◆ **Listed records**
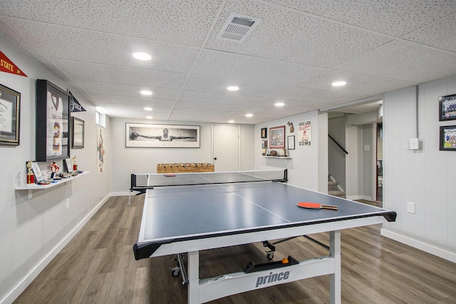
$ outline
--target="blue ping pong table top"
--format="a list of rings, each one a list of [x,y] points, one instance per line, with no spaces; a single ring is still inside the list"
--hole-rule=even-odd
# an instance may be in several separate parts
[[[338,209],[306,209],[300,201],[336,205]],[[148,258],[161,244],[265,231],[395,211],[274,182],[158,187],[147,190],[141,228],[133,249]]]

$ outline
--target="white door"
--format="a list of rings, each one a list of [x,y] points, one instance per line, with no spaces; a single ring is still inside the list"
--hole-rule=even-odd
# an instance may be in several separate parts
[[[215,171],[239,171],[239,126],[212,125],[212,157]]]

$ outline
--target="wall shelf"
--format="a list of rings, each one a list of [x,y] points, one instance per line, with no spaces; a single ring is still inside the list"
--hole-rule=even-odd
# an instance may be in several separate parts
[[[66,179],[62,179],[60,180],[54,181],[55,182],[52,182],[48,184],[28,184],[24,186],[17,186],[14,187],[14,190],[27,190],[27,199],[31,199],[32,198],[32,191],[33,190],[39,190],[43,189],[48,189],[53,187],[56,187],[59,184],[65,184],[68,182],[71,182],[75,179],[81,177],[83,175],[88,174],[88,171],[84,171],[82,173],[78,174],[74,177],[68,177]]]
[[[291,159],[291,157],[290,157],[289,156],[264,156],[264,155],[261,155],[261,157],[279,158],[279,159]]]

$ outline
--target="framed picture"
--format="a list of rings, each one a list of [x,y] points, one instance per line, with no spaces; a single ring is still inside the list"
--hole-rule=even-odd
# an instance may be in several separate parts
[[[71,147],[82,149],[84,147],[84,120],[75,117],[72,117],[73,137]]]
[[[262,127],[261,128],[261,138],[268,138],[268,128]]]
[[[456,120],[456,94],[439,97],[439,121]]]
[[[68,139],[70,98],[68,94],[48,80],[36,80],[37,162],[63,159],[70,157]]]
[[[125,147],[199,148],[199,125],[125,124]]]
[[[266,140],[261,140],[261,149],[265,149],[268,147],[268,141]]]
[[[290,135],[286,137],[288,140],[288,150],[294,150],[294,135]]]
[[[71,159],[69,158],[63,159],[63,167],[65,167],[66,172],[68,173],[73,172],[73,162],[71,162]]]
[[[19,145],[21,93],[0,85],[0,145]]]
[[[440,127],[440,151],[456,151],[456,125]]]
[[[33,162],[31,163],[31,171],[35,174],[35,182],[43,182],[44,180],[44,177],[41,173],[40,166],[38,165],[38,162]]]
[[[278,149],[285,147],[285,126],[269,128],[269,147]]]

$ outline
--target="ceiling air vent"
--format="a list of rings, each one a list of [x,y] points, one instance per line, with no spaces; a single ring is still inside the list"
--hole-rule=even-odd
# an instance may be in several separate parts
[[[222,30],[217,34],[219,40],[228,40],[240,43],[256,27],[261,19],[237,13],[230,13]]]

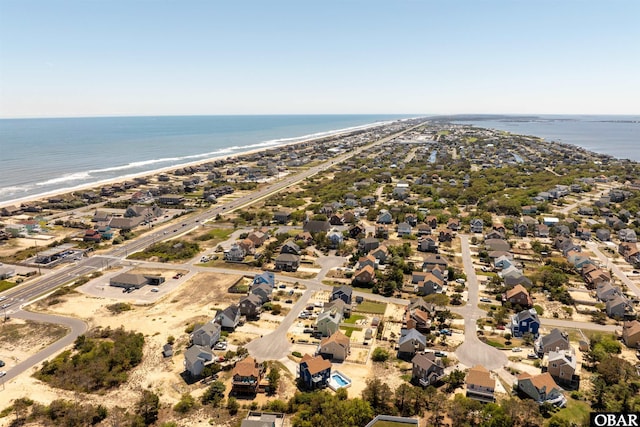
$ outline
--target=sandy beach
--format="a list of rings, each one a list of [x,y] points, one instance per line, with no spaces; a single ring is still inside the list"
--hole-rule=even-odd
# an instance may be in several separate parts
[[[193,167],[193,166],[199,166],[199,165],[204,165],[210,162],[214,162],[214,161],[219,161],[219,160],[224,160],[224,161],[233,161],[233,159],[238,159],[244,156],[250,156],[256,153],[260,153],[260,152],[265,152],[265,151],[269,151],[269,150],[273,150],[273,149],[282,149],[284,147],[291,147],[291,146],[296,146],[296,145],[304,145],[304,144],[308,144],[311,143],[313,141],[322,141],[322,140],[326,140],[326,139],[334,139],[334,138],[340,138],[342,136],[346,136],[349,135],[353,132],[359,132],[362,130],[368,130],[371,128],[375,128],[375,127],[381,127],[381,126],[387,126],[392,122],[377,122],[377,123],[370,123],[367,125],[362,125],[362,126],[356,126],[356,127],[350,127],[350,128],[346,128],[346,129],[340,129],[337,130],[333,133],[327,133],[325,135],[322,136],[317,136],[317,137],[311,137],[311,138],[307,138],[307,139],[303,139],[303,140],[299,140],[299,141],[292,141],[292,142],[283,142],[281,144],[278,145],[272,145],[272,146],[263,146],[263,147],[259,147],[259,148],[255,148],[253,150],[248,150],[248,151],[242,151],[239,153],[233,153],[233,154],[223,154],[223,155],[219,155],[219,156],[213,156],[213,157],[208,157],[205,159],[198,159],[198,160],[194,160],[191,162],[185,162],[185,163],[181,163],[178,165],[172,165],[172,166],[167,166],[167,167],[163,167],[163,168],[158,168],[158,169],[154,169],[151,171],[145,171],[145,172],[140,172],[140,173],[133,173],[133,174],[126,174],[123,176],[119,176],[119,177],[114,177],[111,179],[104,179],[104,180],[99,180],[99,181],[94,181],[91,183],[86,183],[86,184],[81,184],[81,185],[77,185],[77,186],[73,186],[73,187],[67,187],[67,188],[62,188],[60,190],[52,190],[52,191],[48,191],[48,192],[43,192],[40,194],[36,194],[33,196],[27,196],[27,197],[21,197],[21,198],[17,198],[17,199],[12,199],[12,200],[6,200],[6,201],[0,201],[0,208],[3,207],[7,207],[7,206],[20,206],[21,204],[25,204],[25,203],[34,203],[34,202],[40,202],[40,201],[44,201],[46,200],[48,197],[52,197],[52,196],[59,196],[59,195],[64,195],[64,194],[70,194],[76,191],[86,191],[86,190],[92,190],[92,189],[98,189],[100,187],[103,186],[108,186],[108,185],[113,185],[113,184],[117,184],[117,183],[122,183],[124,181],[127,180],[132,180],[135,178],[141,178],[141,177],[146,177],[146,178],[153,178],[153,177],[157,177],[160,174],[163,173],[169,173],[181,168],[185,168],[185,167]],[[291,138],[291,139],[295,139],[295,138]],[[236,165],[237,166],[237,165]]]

◆ **Requirement**
Please return every line of the records that contains the word "target", matching case exactly.

◆ **Result of this task**
--target="blue ping pong table top"
--target="white door"
--target="wall shelf"
--target="framed picture"
--target="ceiling air vent"
--target=sandy beach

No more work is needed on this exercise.